| WHAT THIS TASK INVOLVES |
Count the lines in the entries below that contain the word "train", and give only that number.

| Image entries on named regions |
## start

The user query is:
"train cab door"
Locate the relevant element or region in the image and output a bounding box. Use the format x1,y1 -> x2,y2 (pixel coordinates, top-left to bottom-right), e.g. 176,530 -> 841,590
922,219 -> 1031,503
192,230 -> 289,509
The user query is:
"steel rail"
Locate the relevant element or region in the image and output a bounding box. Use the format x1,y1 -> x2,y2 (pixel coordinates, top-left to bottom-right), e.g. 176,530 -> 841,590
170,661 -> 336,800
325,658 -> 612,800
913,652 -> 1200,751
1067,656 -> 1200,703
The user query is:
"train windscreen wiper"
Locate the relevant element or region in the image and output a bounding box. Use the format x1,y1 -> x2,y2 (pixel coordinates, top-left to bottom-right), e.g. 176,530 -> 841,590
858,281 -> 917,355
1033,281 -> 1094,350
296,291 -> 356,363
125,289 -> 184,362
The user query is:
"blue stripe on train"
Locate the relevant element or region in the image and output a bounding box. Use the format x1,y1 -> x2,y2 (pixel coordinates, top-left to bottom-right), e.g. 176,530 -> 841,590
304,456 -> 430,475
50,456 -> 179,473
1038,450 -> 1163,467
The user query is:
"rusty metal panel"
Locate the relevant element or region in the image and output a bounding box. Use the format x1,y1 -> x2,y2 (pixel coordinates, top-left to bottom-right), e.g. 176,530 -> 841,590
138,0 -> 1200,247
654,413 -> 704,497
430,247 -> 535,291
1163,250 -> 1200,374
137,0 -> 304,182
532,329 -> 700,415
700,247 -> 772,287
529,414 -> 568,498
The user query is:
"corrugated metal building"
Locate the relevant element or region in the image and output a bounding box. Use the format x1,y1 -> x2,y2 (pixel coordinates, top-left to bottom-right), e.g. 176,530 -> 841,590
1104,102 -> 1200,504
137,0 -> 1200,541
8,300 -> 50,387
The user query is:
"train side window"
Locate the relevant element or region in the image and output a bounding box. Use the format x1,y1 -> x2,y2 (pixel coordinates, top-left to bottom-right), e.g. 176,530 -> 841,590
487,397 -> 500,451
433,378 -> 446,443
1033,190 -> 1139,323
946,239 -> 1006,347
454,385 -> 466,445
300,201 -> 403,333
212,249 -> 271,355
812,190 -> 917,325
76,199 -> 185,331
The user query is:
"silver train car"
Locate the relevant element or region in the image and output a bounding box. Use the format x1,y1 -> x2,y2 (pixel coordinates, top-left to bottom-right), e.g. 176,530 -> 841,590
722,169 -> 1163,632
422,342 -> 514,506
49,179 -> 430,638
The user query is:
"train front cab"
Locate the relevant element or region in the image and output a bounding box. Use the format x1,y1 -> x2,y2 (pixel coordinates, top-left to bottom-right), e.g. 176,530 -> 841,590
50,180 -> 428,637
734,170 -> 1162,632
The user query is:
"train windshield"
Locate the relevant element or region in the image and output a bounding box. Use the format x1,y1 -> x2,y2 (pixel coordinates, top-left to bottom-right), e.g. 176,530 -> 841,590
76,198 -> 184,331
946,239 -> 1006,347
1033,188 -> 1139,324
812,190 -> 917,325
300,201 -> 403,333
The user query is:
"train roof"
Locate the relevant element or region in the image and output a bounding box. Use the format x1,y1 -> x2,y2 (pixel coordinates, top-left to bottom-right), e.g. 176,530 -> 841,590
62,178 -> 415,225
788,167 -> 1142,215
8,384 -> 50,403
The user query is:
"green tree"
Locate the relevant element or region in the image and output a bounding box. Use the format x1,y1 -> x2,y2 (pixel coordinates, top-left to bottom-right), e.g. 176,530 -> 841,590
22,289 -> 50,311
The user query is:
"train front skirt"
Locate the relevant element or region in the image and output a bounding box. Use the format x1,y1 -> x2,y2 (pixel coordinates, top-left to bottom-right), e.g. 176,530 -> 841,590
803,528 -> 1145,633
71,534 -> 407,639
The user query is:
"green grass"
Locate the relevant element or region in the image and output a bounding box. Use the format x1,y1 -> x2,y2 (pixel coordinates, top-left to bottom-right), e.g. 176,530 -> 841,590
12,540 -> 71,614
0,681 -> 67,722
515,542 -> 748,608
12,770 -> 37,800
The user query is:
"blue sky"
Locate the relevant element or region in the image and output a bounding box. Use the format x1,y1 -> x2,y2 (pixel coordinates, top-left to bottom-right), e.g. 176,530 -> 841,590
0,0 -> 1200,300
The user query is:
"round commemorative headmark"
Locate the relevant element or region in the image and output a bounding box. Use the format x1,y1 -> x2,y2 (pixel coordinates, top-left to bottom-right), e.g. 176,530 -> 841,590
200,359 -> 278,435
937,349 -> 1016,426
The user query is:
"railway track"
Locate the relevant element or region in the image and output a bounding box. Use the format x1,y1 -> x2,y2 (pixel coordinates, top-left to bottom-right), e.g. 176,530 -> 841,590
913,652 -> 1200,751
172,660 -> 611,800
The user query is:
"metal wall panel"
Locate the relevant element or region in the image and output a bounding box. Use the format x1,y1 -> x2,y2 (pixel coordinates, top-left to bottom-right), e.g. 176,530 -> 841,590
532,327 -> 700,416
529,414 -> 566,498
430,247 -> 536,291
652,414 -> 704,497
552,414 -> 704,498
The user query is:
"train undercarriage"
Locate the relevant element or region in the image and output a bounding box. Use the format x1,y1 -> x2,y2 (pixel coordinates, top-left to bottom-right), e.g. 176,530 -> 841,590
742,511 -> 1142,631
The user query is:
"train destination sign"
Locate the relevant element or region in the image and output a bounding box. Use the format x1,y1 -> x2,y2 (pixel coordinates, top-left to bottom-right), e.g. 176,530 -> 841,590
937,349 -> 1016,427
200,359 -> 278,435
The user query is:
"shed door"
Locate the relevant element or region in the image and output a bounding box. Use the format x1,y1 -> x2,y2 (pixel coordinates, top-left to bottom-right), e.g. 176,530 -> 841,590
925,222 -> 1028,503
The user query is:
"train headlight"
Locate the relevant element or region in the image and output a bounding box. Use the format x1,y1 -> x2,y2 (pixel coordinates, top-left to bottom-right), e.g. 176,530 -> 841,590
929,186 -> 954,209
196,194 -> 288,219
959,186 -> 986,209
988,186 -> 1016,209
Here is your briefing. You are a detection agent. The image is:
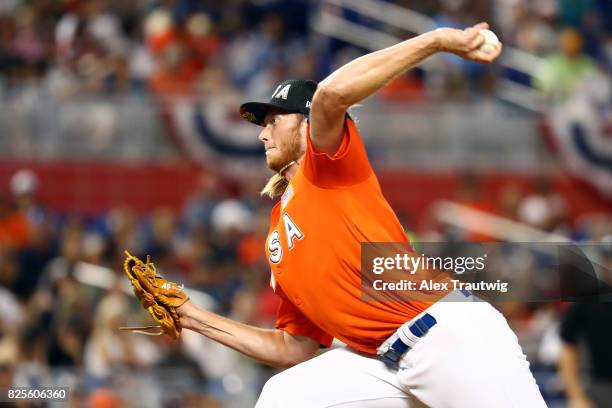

## end

| EXPECTED ANSWER |
12